■ Extrait de page ■
-=-=-

Libye, il est urgent d’attendre
Kadhafi se terre, ses troupes de mercenaires sont positionnées en protection des ultimes dix pour cent de territoire encore sous contrôle, ce qui représente tout de même un tiers de la France. La communauté internationale comme on dit prépare les grandes manoeuvres, vous allez voir ce que vous allez voir. En fait on ne voit rien venir car les grandes nations n'ont aucune intention de bouger.
Bien sûr l'ONU ne va pas décider de lancer une offensive qui ne pourrait être qu'aérienne, d'ailleurs, les Etats-unis ne savent faire que ça, des frappes d'en haut sur des bunkers vides, les autres ne savent que remplacer des Ministres incapables. Si la solution militaire est irréaliste, la voie vertueuse serait de prendre sérieusement en considération l'aspect humanitaire. Mais pas à Benghazi, comme vient de le décider notre nouvel ancien Ministre, ou alors pas seulement à Benghazi.

-=-=-

■ Données à examiner ■
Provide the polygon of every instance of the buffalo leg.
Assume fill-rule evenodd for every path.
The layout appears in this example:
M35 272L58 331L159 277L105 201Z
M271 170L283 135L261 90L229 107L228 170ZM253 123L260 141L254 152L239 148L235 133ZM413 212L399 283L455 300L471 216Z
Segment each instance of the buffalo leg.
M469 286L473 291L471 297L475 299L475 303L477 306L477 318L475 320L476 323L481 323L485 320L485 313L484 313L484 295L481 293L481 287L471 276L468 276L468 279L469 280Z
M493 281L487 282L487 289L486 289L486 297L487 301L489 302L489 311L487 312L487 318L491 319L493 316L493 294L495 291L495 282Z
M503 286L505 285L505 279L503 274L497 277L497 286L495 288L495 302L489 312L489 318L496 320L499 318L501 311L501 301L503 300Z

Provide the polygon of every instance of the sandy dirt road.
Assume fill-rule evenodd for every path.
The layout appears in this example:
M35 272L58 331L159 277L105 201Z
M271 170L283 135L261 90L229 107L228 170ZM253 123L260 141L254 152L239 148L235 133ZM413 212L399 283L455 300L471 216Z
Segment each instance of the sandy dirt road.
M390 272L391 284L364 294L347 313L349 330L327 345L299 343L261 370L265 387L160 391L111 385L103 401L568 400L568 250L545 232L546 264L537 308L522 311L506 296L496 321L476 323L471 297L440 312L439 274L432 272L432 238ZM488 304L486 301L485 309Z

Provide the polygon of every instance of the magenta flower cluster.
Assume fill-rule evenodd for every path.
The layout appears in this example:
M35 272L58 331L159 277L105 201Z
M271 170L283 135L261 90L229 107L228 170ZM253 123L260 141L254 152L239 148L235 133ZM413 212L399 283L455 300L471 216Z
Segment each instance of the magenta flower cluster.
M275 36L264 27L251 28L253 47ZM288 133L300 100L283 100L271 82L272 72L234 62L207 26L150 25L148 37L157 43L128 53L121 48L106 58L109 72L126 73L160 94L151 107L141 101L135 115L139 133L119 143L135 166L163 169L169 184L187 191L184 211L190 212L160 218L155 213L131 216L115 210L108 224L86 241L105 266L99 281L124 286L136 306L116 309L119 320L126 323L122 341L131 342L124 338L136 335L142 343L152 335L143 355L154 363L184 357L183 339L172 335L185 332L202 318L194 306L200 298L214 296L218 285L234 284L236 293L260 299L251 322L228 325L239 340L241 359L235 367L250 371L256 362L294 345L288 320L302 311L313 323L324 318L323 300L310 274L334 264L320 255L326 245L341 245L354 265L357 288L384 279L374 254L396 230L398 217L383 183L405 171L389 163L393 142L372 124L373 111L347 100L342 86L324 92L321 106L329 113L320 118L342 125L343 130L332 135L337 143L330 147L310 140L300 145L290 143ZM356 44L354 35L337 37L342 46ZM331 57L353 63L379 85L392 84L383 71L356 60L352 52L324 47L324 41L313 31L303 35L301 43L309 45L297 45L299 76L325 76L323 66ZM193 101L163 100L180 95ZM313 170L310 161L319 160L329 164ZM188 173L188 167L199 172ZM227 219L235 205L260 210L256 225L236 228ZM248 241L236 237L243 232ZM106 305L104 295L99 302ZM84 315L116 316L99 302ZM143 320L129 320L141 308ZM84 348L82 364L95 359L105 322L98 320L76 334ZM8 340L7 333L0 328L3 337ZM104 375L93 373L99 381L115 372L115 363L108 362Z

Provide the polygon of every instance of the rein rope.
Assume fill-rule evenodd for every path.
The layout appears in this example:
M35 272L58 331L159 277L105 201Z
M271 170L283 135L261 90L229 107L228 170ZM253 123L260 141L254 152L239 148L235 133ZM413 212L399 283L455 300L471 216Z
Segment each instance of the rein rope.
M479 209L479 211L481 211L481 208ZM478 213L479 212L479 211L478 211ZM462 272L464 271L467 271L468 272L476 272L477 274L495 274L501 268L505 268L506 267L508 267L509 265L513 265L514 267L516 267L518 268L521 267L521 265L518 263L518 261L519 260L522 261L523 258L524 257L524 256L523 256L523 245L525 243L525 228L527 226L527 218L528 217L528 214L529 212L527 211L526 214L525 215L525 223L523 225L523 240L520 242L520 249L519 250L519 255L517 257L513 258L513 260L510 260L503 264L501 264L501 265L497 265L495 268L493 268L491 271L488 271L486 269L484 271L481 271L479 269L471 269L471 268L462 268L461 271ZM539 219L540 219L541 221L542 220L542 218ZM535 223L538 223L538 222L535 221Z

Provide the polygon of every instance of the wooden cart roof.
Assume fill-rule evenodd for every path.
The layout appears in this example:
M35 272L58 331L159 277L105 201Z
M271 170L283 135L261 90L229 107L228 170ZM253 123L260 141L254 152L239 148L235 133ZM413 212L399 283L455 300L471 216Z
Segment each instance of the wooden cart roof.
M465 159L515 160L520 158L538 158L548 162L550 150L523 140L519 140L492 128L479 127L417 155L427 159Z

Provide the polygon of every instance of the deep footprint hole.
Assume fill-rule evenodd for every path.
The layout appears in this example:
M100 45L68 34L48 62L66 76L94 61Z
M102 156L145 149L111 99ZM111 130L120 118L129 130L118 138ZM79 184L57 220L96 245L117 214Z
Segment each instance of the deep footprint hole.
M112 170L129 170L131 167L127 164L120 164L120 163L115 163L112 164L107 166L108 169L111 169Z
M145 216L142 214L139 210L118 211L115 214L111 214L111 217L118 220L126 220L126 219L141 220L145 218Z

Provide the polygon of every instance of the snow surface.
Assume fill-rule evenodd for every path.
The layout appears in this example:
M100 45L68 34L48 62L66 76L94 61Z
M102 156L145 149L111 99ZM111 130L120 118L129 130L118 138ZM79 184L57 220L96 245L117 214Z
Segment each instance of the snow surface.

-=-=-

■ Tâche à réaliser 1 ■
Recopiez mot pour mot le passage de l'extrait sur la Libye compris entre « Bien sûr l'ONU » et « seulement à Benghazi. », bornes incluses.
■ Tâche à réaliser 2 ■
D'après l'extrait sur la Libye, quelle part du territoire est encore sous contrôle, et à quoi correspond-elle ?
Les items proviennent d'une autre source que l'extrait sur la Libye.

■ Réponse rédigée 1 ■
Bien sûr l'ONU ne va pas décider de lancer une offensive qui ne pourrait être qu'aérienne, d'ailleurs, les Etats-unis ne savent faire que ça, des frappes d'en haut sur des bunkers vides, les autres ne savent que remplacer des Ministres incapables. Si la solution militaire est irréaliste, la voie vertueuse serait de prendre sérieusement en considération l'aspect humanitaire. Mais pas à Benghazi, comme vient de le décider notre nouvel ancien Ministre, ou alors pas seulement à Benghazi.

■ Réponse rédigée 2 ■
Les ultimes dix pour cent du territoire, ce qui représente un tiers de la France.